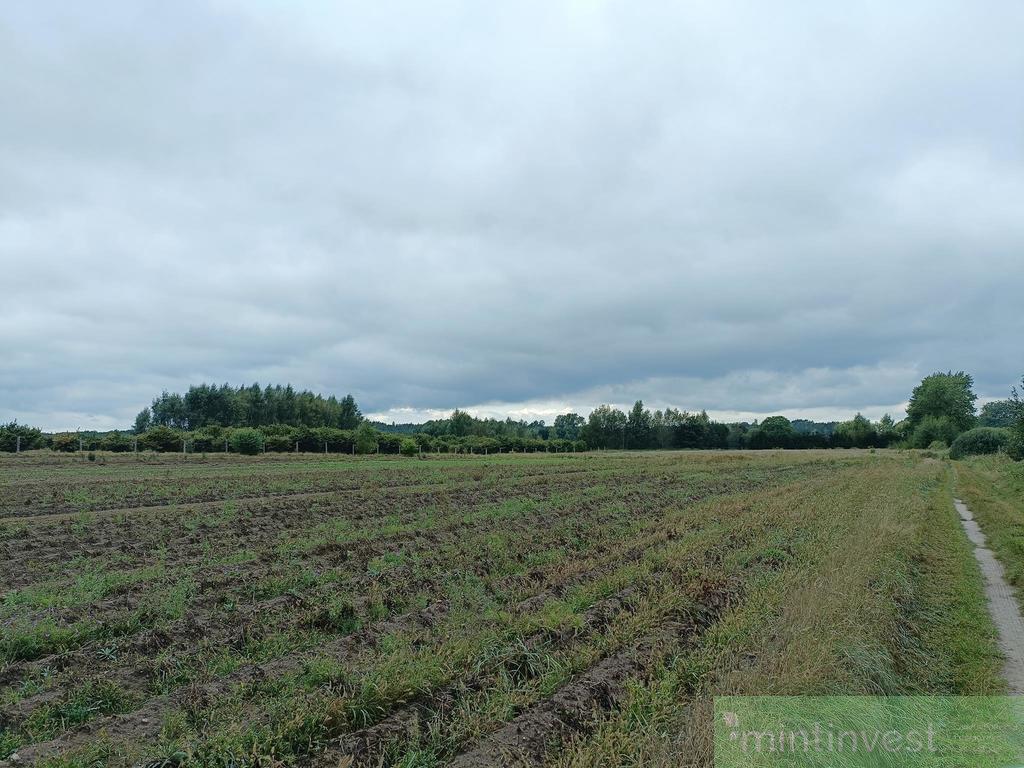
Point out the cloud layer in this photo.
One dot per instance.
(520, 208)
* * *
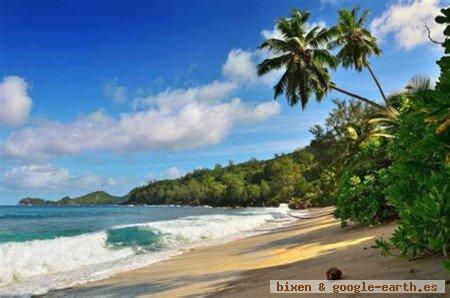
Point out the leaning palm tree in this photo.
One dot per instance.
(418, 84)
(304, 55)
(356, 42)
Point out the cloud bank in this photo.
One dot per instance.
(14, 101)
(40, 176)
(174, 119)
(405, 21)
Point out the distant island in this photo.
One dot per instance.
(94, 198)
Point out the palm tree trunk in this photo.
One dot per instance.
* * *
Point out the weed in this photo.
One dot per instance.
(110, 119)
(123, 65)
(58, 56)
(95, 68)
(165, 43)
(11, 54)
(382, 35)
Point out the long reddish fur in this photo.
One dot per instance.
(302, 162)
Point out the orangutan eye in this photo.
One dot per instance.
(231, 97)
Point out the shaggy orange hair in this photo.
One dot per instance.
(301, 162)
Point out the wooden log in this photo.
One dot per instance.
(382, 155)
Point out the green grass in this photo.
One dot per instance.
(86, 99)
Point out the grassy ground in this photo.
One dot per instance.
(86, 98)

OBJECTIVE: Locate each line in the items above that contains the string "cloud", and reproduce every such line in full.

OUTPUT BELOW:
Point out the cloud layer in this photo.
Point out the cloud bank in this photo.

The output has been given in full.